Exercise brief: Starting with the line that contains "the soccer ball, placing", reproduce each line through the end of the listing below, with no other output.

Extracted records:
---*---

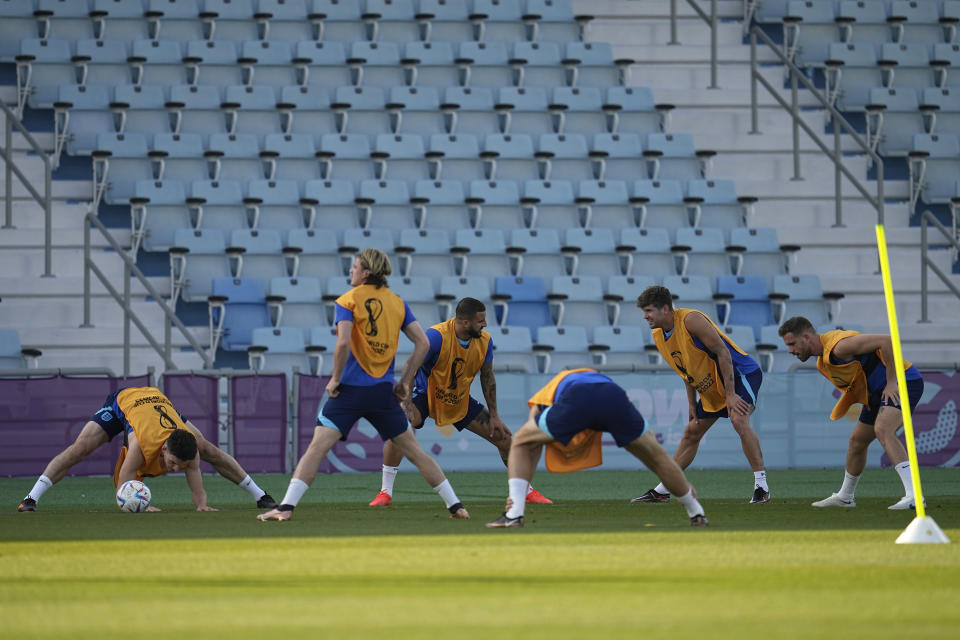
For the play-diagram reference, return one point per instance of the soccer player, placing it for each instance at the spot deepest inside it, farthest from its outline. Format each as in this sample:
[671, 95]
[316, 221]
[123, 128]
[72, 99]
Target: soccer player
[156, 440]
[459, 349]
[714, 368]
[369, 320]
[578, 403]
[862, 367]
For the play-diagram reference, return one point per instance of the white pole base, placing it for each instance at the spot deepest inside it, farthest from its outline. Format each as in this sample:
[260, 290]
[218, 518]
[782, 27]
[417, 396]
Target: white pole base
[923, 531]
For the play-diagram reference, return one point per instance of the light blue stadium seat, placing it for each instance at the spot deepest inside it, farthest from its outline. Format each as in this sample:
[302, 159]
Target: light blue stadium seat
[455, 156]
[318, 255]
[592, 252]
[480, 252]
[291, 156]
[140, 108]
[621, 298]
[605, 203]
[376, 64]
[440, 204]
[744, 301]
[347, 155]
[197, 257]
[157, 62]
[157, 209]
[385, 204]
[618, 156]
[495, 204]
[416, 110]
[275, 204]
[399, 156]
[430, 64]
[550, 204]
[510, 156]
[558, 348]
[513, 349]
[469, 110]
[523, 110]
[521, 302]
[646, 250]
[330, 204]
[257, 253]
[702, 251]
[118, 162]
[578, 300]
[715, 203]
[424, 252]
[306, 110]
[217, 204]
[578, 110]
[536, 252]
[693, 292]
[230, 20]
[660, 203]
[236, 307]
[485, 64]
[538, 64]
[322, 63]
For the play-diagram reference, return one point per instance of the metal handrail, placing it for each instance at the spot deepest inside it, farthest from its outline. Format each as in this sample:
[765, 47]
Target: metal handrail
[711, 21]
[130, 268]
[836, 155]
[927, 263]
[10, 168]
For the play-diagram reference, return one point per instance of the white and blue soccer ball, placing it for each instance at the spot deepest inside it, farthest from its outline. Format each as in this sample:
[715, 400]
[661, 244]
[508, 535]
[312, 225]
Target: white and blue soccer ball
[133, 496]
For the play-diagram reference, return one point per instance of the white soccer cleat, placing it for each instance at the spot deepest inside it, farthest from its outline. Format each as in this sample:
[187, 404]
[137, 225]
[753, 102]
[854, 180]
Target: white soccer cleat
[835, 501]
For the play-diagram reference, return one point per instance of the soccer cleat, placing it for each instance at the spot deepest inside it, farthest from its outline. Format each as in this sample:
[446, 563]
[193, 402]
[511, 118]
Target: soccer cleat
[834, 501]
[652, 496]
[383, 499]
[503, 522]
[535, 497]
[904, 503]
[266, 501]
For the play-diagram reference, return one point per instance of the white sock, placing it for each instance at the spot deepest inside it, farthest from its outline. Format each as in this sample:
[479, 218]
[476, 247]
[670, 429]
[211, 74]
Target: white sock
[691, 504]
[43, 483]
[518, 495]
[849, 486]
[446, 492]
[903, 470]
[295, 491]
[248, 485]
[760, 480]
[388, 478]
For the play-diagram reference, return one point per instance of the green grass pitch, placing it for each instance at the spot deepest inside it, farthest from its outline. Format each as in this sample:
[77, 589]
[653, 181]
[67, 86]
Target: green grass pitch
[590, 566]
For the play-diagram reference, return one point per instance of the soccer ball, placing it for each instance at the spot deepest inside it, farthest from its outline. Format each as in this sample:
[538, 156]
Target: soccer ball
[133, 496]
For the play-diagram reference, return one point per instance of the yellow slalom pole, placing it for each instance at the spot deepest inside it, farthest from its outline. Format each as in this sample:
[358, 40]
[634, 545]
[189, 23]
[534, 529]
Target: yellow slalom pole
[901, 377]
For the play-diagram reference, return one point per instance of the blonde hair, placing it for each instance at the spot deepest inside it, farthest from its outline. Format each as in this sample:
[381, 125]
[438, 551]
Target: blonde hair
[378, 264]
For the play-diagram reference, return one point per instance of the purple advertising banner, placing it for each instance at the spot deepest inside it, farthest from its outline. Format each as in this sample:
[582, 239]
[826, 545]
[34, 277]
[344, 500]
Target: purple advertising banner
[260, 422]
[42, 416]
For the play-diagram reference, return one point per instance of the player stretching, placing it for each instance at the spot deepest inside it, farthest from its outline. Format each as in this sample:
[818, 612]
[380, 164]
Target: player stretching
[459, 348]
[369, 319]
[861, 366]
[715, 368]
[156, 439]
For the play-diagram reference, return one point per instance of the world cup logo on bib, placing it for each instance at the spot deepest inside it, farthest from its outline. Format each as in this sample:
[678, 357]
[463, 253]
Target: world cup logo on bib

---*---

Answer in full:
For the play-diagram reference, return one point per instance of the soccer ball, placing it for each instance at the spot deepest inside it, farthest from its outline. Format each as in this sample:
[538, 156]
Target: soccer ball
[133, 496]
For the play-diagram reference, return one point per instance of the yellow slalom pole, placing it for each instance at the spot deepest inside it, farthest from its outline. Format each as in this sample:
[358, 40]
[634, 545]
[189, 23]
[534, 529]
Target: yellow slalom pole
[901, 377]
For the play-diagram reference, return one point per instance of the blonde hair, placing it for each instance at the spot deepest inside it, farthest from its outline. Format each as in this sample:
[381, 125]
[438, 551]
Target: blonde hair
[378, 264]
For the play-diagram reference, return one point per instance of the purple advertising banner, placing it for each instance at the spot deepest inside it, farthest from its outline. Format each as in this sample:
[582, 239]
[826, 545]
[34, 277]
[344, 500]
Target: purple advertising banner
[260, 422]
[42, 416]
For the play-diagram reference, return one point per instance of the player stretching, placing it for each instance at the spot deepest inside it, farthest from its outline. Format each as in this sample:
[818, 612]
[380, 164]
Target: player stretching
[459, 348]
[369, 319]
[861, 366]
[715, 368]
[156, 439]
For the play-diagram reference, return one point per instance of the world cup logo on bib, placing it for each instance at the spot deepest inside it, farthest from its outline. Format each as in this sample:
[678, 357]
[463, 253]
Target: world cup logo on bib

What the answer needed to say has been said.